## The request
Rewrite the part of the listing that opens with the line containing "Whereabouts in this scan is the van side" and closes with the line containing "[0,0,640,125]", changing every "situated" to "located" and leaving everything else as it is. Return only those lines.

## Given records
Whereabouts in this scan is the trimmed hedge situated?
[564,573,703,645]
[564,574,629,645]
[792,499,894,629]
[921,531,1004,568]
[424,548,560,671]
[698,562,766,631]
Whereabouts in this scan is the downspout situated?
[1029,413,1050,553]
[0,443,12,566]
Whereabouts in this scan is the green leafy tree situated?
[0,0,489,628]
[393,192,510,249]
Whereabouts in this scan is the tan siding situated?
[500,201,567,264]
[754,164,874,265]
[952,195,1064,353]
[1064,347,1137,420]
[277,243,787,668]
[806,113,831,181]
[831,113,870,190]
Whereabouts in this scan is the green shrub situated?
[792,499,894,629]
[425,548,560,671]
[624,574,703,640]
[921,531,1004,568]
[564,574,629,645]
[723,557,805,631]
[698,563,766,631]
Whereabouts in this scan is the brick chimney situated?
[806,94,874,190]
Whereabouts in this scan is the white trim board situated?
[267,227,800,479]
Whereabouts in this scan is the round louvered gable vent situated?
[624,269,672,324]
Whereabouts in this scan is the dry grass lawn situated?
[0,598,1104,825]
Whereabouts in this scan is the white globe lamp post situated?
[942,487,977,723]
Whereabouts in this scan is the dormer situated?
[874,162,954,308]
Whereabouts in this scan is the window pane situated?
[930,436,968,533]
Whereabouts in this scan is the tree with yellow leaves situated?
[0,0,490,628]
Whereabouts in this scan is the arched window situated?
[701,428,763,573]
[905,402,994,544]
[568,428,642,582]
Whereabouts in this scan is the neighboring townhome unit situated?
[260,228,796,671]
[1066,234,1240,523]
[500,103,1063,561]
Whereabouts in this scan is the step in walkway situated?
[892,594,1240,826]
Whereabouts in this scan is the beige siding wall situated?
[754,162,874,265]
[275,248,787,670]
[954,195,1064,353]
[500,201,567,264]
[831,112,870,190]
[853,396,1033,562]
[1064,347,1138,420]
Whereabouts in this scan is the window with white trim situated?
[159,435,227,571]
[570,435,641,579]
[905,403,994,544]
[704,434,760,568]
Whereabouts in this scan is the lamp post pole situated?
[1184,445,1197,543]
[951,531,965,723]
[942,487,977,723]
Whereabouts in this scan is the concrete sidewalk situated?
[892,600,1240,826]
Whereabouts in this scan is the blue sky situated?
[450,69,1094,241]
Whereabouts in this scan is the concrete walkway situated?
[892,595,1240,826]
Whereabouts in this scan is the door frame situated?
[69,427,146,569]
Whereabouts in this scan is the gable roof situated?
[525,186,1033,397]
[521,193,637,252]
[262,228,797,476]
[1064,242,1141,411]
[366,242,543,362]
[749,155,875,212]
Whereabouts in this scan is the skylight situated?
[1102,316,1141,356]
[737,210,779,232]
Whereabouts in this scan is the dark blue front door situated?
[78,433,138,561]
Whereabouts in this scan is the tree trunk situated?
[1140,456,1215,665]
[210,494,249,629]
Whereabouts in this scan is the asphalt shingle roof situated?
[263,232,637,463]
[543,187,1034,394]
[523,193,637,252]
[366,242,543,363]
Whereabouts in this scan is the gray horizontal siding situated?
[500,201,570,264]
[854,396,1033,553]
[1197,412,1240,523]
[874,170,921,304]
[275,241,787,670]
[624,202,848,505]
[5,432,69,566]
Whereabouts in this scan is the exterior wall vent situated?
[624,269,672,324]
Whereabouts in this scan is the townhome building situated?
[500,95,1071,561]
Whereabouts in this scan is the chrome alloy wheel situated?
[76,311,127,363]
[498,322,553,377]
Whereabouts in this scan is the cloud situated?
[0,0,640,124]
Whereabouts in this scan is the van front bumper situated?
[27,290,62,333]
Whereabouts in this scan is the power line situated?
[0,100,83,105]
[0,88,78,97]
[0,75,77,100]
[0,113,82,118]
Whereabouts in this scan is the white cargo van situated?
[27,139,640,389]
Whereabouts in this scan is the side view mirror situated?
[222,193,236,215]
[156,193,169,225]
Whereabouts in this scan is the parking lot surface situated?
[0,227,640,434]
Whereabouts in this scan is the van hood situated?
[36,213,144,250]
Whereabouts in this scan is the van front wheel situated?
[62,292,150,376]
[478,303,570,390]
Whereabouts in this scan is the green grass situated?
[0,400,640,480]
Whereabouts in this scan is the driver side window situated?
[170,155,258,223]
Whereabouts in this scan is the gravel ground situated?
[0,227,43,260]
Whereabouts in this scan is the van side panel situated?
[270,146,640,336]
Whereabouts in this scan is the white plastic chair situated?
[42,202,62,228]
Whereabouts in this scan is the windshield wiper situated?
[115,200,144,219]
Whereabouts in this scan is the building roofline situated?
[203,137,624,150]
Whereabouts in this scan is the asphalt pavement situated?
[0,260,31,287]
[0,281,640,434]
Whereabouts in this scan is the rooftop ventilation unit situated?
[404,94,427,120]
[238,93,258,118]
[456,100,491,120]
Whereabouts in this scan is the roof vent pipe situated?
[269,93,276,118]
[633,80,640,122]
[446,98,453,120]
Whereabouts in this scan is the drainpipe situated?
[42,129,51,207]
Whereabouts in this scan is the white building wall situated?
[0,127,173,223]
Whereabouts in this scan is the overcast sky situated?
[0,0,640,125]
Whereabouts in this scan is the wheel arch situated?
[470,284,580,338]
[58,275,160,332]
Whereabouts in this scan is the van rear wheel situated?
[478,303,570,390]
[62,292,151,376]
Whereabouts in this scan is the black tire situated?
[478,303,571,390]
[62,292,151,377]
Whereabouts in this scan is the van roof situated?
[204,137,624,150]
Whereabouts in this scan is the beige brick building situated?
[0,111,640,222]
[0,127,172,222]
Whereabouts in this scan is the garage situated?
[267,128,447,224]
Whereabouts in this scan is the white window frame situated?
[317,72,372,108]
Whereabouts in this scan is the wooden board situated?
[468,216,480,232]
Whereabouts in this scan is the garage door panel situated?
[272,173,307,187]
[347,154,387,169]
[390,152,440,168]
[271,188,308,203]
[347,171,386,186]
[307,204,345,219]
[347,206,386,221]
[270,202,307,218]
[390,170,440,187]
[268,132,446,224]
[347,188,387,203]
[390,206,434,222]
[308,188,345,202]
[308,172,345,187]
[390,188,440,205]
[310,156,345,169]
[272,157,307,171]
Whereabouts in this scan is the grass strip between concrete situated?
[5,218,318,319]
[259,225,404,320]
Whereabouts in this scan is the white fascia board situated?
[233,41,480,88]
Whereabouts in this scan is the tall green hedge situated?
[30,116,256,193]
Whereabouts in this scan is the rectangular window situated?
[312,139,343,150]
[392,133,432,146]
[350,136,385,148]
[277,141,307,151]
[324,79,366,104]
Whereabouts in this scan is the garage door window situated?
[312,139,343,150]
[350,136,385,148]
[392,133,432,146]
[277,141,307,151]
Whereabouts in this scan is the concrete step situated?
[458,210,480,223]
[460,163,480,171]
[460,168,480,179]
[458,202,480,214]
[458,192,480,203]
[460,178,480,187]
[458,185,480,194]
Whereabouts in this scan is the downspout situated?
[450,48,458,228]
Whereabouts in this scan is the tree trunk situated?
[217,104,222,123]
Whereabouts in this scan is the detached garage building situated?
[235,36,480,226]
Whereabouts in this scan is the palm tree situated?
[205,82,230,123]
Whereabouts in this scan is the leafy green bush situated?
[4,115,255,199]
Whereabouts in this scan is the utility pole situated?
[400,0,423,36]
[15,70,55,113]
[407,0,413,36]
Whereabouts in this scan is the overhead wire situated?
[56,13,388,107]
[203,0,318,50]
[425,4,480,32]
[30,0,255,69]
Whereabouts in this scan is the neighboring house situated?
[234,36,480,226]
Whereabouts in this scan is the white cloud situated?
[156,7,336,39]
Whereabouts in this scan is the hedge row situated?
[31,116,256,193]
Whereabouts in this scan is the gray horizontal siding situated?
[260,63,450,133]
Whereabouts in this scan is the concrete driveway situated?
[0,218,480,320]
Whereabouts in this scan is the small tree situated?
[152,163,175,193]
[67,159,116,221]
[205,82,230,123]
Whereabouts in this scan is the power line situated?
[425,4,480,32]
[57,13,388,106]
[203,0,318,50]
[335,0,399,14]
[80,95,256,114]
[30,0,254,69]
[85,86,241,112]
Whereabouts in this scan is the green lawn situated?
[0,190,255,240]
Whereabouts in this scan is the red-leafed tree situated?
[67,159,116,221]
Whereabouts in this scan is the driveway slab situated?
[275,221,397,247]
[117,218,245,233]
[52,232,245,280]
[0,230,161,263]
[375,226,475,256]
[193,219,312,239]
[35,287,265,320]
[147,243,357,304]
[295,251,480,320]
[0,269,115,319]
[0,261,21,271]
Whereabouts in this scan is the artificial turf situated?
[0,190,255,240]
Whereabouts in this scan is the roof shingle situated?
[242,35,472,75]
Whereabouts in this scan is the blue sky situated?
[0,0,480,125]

## The output
Whereabouts in this scan is the van side panel located?
[270,146,640,336]
Whereabouts in this scan is the white plastic chair located?
[42,202,62,228]
Whereabouts in this scan is the windshield wiper located?
[115,200,144,219]
Whereabouts in this scan is the building roofline located?
[203,137,624,150]
Whereabouts in this scan is the asphalt pavement located?
[0,260,31,287]
[0,281,640,434]
Whereabouts in this scan is the rooftop ventilation unit located?
[404,94,427,120]
[238,93,258,118]
[456,100,491,120]
Whereabouts in this scan is the roof vent pipe located?
[269,93,276,118]
[633,80,640,122]
[446,98,453,120]
Whereabouts in this scan is the drainpipe located?
[42,129,51,207]
Whereabouts in this scan is the white building wall located?
[0,127,173,223]
Whereabouts in this scan is the overcast sky located?
[0,0,640,125]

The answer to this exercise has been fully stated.